*EXTRAIT DU DOCUMENT*.
══════════

Dans Falcon Express, un raton-laveur et des animaux de compagnie piégés dans un train fou doivent déjouer les plans d’un blaireau en quête de vengeance. Ce nouveau film d’animation est produit et coécrit par Jean-François Tosti, David Alaux et Éric Tosti. Tous trois ont fondé TAT, le studio d’animation toulousain qui fête ses 25 ans cette année. Á leur palmarès : Les As de la jungle, Terra Willy – Planète inconnue, Pattie et la colère de Poséidon, Pil ou encore la série Astérix et Obélix : le combat des chefs. Voici cinq clés d’un succès qui ne se dément pas. Falcon Express, réalisé par Jean-Christian Tassy et Benoît Daffis, sort en salles ce 2 juillet.
Un scénario « maison »
Jean-François Tosti (producteur et scénariste) : Avec l’expérience, je suis convaincu qu’on ne peut pas écrire et produire des histoires qui ne nous ressemblent pas. C’est important pour nous, en tant que producteurs, de ne pas lâcher l’aspect créatif. Nous avions envie d’un film concept que l’on puisse pitcher en une phrase et qui repose sur une idée forte. Le titre anglais, Pets on a train, nous a permis de vendre rapidement le film à l’international. Trouver un concept ne suffit pas. Il faut ensuite imaginer une histoire qui tienne la route, qui surprenne, avec des péripéties qui ne soient pas répétitives. Il faut donner de la chair et un arc narratif aux personnages. C’est d’autant plus complexe que l’on s’adresse à un public familial comme toutes les productions TAT.

══════════

*CONSIGNE 1*.
Recopiez mot pour mot l'extrait sur le film Falcon Express, depuis « Jean-François Tosti (producteur » jusqu'à « les productions TAT. ».
*CONSIGNE 2*.
Prolongez l'extrait sur le film Falcon Express à partir de sa dernière phrase.
Les données sont un contenu distinct de l'extrait sur le film Falcon Express.

*DONNÉES PRÉSENTÉES*.
══════════

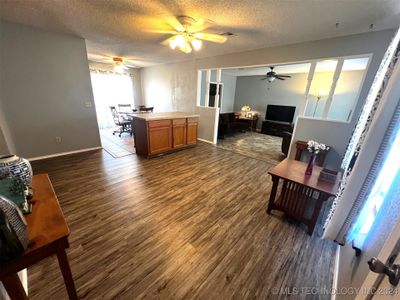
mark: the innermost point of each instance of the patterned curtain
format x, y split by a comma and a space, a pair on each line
361, 129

══════════

*RÉPONSE ATTENDUE 1*.
Jean-François Tosti (producteur et scénariste) : Avec l’expérience, je suis convaincu qu’on ne peut pas écrire et produire des histoires qui ne nous ressemblent pas. C’est important pour nous, en tant que producteurs, de ne pas lâcher l’aspect créatif. Nous avions envie d’un film concept que l’on puisse pitcher en une phrase et qui repose sur une idée forte. Le titre anglais, Pets on a train, nous a permis de vendre rapidement le film à l’international. Trouver un concept ne suffit pas. Il faut ensuite imaginer une histoire qui tienne la route, qui surprenne, avec des péripéties qui ne soient pas répétitives. Il faut donner de la chair et un arc narratif aux personnages. C’est d’autant plus complexe que l’on s’adresse à un public familial comme toutes les productions TAT.

*RÉPONSE ATTENDUE 2*.
Lorsqu’on a posé la première version du scénario en animatique, elle ne fonctionnait pas. Il y avait d’énormes problèmes de rythme, de tension. Il a donc fallu la réécrire pour trouver un équilibre entre les enjeux de survie et l’attachement aux personnages. On a dû bien doser l’humour, le ton et le suspense. Une fois validé auprès des financiers, le scénario a subi pas mal de modifications pendant un an et demi, au fil des étapes de fabrication.
Falcon Express est un vrai film d’action qui peut plaire à tous types d’adultes. On ne renonce pas pour autant à nos valeurs, aux thèmes qui nous sont chers comme la solidarité et la bienveillance. Le rapport de classes est aussi présent mais il ne s’agit pas d’être moralisateur ou de prendre le public en otage.
Benoît Daffis (réalisateur) : Le rapport de classes est un thème que l’on voulait mettre en valeur. Falcon, le raton-laveur, est comme Robin des Bois, il vole pour nourrir sa bande, des marginaux, des débrouillards. Dans le train, il se retrouve face à des animaux domestiqués, ce qui est à la fois un privilège mais aussi une forme d’aliénation. Rex, le chien policier, juge immédiatement Falcon : c’est un bandit ! Le rapport de classes est un bon ressort narratif parce qu’il est source de conflits. L’appliquer à des animaux suscite l’humour et le second degré, sans avoir besoin de forcer le message.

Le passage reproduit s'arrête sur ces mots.